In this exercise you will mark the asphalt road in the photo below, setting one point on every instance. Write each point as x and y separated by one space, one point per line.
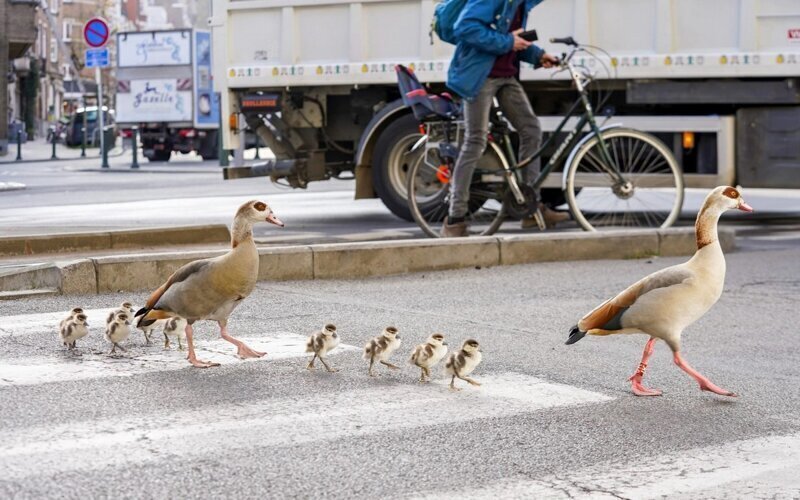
549 421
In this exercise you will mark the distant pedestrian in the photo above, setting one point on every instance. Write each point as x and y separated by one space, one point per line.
485 65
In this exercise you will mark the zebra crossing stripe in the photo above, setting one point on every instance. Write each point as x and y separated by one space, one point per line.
762 467
92 444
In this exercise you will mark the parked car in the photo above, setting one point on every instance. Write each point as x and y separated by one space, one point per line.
75 128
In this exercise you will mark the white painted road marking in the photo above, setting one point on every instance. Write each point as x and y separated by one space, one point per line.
740 469
93 444
29 324
42 370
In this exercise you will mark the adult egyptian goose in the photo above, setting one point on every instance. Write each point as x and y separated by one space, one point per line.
210 289
663 304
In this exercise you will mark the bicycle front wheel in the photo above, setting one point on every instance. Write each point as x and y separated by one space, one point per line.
650 194
429 193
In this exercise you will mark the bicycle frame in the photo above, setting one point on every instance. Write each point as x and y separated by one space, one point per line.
587 117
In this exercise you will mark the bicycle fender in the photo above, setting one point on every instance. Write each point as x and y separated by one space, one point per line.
420 142
578 146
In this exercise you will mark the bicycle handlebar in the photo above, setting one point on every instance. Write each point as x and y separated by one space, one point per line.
566 41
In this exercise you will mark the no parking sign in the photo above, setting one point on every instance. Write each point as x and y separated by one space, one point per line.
95 32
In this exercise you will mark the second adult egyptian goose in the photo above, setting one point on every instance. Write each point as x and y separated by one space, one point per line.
210 289
663 304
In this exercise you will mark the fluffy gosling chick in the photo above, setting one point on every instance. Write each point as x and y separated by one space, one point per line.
462 363
381 348
174 327
118 330
71 316
321 343
74 329
149 329
426 355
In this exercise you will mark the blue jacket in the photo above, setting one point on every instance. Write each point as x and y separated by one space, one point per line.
482 33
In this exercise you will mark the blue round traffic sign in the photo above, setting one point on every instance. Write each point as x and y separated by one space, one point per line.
95 32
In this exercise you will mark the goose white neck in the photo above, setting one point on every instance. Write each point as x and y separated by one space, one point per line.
241 232
706 225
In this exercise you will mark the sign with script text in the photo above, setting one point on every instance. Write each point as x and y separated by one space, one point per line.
154 101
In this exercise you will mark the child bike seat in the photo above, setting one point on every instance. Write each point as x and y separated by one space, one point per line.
422 104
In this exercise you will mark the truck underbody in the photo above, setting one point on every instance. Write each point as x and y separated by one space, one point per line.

..............................

INSTRUCTION
Your task is to repeat the material above exactly, without its pictures.

EXERCISE RESULT
In this exercise you will mark the asphalt road in the photo below, setting one point on every instance. Write each point as x and y separated by one space, one point per line.
549 421
In this exercise you will mark the distant pedestrian in the photo above, setting one point on every instance. Write each point as x and y separated by one space, one point per line.
485 65
In this exercise you will mark the zebra crossing stripe in the photo above, setting one point on every instance. Write each point as x and y separated by one space, one point per line.
762 467
92 444
In this exercise you will mark the parked car in the photo above, setting one point on every instance. Write each point as x and y separated by one space, one point per line.
75 128
In this exercise you will mark the white painted road marking in the photo above, setting one point on every instance. Write each point as x and y separated by one space, one point per line.
740 469
93 444
29 324
42 370
In this exercise you will mark the adult egyptian goose in the photo above, setting one point on every instance. Write each point as x and y separated by one space, one point per line.
210 289
663 304
In this exercise you will mark the bicycle front wheel in the photo above, setting one point on every instance. Write each point as x and y separated by one space, one point per line.
650 194
429 193
In this exercise you will mark the bicycle frame in the photo above, setting one point on every instance. Write each point as x and y separated by one space, one point per line.
587 117
In this exercise you will mark the bicycle fender in the photo above, setting one point on every instance. Write each point as x and y separated by one space, one point per line.
420 142
578 146
In this exercise you will mark the bicycle handlebar in the photo above, setting one point on every instance. Write each point as x and y separated by one space, one point per line.
566 41
In this exercise you will mark the no parking sign in the photo above, setting one point on every instance. Write each point as x and y separated by one space, one point per line.
95 32
In this exercise you will mark the second adult egyptian goose in the photo above, setting one point on every instance. Write each point as x and y separated by one space, one point per line.
210 289
663 304
In this exercise you will mark the fluffy gosling chick in the photo above, setting one point on every instance. Write each point as x and y separated by one space, one point per line.
462 363
381 348
174 327
118 330
71 316
321 343
74 329
149 329
426 355
In this exercise you will mark the blue jacket in the photo above, setting one point on every instance. Write each point as x and y separated by one space, one point per line.
482 33
In this exercise you will mark the blue round traffic sign in the photo above, setting one point on every instance. Write each point as x and y separated by one space, one point per line.
95 32
In this exercise you will mark the goose white neck in the photo above, setting one point on every instance. Write each point as x and y separated by one space, one point per line.
241 232
706 225
In this exercise you will mark the sign with script text in the photo above, setting one point on every instance. Write each point as x and y separated by one space, one point per line.
154 101
In this exercise you will mark the child bike seat in the photo above, setting one point on every instance. Write each point as x and y separated by one space, one point per line.
422 104
In this exercise you will mark the truck underbody in the photo above, setting one point on every instance. Write each point as x and y separated by one space, one point per line.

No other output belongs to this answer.